Stored data entries
⁂

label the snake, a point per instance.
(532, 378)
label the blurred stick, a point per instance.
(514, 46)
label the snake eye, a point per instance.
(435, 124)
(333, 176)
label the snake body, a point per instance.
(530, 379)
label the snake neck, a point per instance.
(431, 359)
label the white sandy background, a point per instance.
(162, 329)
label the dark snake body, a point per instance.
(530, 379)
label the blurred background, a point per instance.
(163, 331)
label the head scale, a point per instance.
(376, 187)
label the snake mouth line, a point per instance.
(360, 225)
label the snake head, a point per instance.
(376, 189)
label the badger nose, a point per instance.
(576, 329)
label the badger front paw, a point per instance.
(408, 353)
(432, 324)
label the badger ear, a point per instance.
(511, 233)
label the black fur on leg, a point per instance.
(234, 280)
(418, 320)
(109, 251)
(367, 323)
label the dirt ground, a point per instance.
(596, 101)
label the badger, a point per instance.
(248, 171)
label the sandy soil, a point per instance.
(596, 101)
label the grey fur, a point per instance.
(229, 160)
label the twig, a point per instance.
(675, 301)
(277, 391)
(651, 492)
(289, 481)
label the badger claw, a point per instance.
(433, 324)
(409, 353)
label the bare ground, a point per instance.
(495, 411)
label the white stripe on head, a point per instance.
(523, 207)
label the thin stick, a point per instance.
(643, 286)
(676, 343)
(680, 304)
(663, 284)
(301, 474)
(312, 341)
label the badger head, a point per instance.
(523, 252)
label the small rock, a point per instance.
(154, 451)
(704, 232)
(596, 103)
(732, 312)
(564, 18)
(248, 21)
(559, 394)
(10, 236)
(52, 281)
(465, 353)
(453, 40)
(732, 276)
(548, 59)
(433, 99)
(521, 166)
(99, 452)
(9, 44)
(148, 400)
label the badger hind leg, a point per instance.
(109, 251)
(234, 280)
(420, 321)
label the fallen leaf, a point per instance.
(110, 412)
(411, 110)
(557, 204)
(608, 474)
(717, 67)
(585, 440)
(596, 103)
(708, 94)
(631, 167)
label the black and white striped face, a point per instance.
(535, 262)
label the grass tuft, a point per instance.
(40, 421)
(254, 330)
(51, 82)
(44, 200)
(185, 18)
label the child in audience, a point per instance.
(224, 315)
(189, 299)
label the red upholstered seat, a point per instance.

⁂

Task instructions: Quote all the records exactly, please, leaving none out.

Output for this exercise:
label the snake, a point per instance.
(532, 378)
label the blurred stick, a point per instance.
(514, 46)
label the snake eye, a point per instance.
(435, 124)
(333, 176)
label the snake body, a point per instance.
(530, 379)
label the snake neck, a point per instance.
(431, 359)
label the white sandy background, a point per instance.
(162, 329)
label the dark snake body, a point per instance.
(530, 379)
label the blurred background, a point per instance.
(163, 331)
label the head scale, a point per instance.
(376, 187)
label the snake mouth line, a point per instance.
(360, 225)
label the snake head, a point per instance.
(376, 189)
label the badger nose, a point per instance.
(576, 329)
label the badger front paw, a point per instance.
(408, 353)
(432, 324)
label the badger ear, a point per instance.
(511, 233)
label the black fur on leg, a point per instance.
(234, 280)
(418, 320)
(109, 251)
(367, 323)
label the dirt ground, a point per instance.
(596, 101)
label the badger, a point per instance.
(248, 171)
label the sandy soil, a point per instance.
(596, 101)
label the grey fur, a point per instance.
(229, 160)
label the twig, a point per instance.
(675, 301)
(277, 391)
(651, 492)
(289, 481)
label the badger claw, a point per instance.
(433, 324)
(409, 353)
label the bare ground, a point per instance.
(495, 411)
label the white stripe on head, a point per instance.
(523, 207)
label the thin stick, a point per instance.
(643, 286)
(676, 343)
(680, 304)
(663, 284)
(301, 474)
(312, 341)
label the badger head, a point per instance.
(523, 252)
label the small rock, a point per instance.
(154, 451)
(704, 232)
(596, 103)
(732, 312)
(564, 18)
(248, 21)
(559, 394)
(10, 236)
(52, 281)
(465, 353)
(453, 40)
(732, 276)
(548, 59)
(433, 99)
(521, 166)
(99, 452)
(9, 44)
(148, 400)
label the badger hind leg, a point per instance.
(109, 251)
(234, 280)
(420, 321)
label the fallen leaf, a point per instance.
(110, 412)
(411, 110)
(557, 204)
(608, 474)
(717, 67)
(585, 440)
(596, 103)
(708, 94)
(631, 167)
label the black and white striped face, a point per instance.
(535, 262)
label the grass tuft, a point per instance.
(40, 421)
(254, 330)
(51, 82)
(44, 200)
(185, 18)
label the child in audience, a point per instance.
(224, 315)
(189, 299)
label the red upholstered seat, a point per instance.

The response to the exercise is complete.